BEGIN Records for processing

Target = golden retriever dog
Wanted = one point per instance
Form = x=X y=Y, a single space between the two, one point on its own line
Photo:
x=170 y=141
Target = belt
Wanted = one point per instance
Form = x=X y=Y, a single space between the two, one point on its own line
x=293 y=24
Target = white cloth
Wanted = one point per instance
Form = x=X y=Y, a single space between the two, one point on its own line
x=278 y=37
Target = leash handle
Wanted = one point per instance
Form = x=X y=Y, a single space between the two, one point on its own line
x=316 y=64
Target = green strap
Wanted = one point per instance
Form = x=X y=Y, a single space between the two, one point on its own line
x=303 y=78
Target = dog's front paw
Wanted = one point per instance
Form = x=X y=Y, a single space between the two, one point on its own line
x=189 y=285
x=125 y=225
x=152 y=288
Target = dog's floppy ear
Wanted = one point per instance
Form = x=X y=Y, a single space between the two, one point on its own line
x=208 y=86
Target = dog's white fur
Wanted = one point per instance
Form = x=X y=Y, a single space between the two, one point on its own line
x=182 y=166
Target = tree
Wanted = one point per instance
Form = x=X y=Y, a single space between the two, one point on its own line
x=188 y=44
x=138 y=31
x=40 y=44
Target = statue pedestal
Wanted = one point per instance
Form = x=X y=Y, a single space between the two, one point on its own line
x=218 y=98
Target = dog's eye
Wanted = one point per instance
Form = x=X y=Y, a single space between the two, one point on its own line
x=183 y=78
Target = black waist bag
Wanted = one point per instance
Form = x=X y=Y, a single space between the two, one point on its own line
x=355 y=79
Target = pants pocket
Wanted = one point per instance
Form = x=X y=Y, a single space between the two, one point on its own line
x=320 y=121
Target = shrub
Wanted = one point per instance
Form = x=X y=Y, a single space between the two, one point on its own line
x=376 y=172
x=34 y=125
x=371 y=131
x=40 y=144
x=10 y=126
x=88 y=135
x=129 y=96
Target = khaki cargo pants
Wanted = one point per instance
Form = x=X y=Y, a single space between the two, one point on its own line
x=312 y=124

END Records for processing

*How to complete this task*
Wherever a line in the entries holds "pants", copy that line.

*Task solution*
Target = pants pocket
Target = khaki cargo pants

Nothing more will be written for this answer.